(Given data):

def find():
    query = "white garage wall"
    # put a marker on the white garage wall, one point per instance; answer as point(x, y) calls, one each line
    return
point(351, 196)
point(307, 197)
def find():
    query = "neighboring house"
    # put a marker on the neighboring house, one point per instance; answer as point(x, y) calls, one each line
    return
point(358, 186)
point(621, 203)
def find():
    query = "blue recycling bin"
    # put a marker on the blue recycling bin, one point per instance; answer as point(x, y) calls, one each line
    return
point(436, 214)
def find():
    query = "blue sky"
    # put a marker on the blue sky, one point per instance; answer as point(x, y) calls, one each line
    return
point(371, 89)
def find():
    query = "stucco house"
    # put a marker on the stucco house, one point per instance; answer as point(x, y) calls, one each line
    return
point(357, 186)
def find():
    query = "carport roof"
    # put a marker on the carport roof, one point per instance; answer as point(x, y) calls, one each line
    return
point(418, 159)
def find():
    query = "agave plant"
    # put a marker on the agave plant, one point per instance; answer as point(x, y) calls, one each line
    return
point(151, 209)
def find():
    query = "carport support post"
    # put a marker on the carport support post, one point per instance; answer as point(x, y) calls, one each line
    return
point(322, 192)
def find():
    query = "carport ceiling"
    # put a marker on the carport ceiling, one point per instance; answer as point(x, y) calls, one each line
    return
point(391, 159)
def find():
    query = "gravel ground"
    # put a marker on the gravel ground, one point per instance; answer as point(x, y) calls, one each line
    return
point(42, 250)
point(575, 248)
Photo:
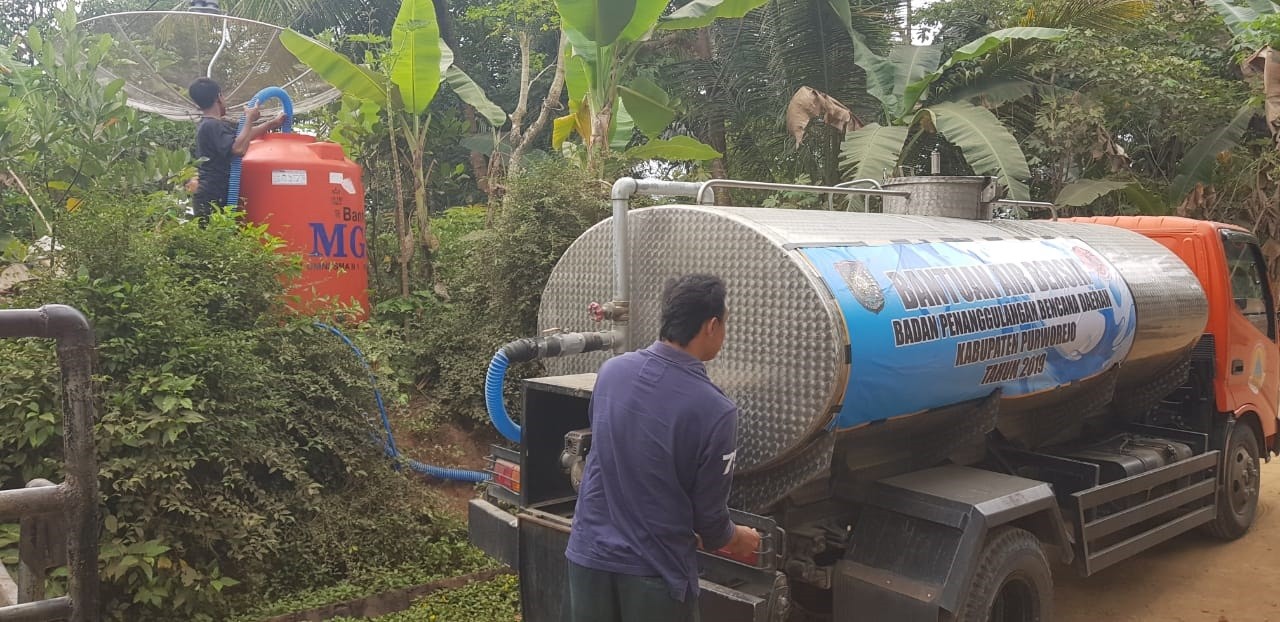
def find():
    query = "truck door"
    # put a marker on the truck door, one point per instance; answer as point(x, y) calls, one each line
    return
point(1252, 353)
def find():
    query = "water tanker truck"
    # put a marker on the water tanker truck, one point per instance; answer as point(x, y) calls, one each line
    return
point(933, 403)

(Exercise directions):
Resize the records from their start up to and including the line with "point(322, 192)". Repeat every line with the requests unchanged, and multiply each coordinate in the answers by 2.05, rounding to whole numbers with halves rounded up.

(Response to the task):
def find():
    query = "white garage wall"
    # put a marker on the white garage wall, one point per instance; answer as point(x, y) calls, one each line
    return
point(720, 402)
point(629, 404)
def find():
    query = "neighboring house"
    # put a marker on the neighboring house, one point per instance; answer as point(x, y) calls, one each line
    return
point(734, 381)
point(1273, 416)
def find():
    query = "blue recycling bin"
    # put a marker on the blue recycling bin, one point per instance; answer as point(x, y) calls, one each line
    return
point(894, 439)
def find():
    query = "blue sky"
    # put a marker on the blue sky, one point per instance; answer as point(x, y) calls, one each line
    return
point(761, 182)
def find():
    query = "stucco house"
    # put a marker on the stucco house, one point per instance; answer as point(x, y) calls, one each line
    return
point(732, 381)
def find():
    query = "carport roof"
    # put a marker on the carport roof, one point per instance; answer as point(x, y) calls, one each line
    return
point(857, 326)
def find():
    query = "agave plant"
    # put a marker on the agave plant, one point per instance; answer as point(x, y) calls, one each line
    return
point(310, 428)
def find():
    query = "carport support post"
    # put a marker on the carport support post, one point per instance; answer as point(x, y) calls, one each line
    return
point(660, 394)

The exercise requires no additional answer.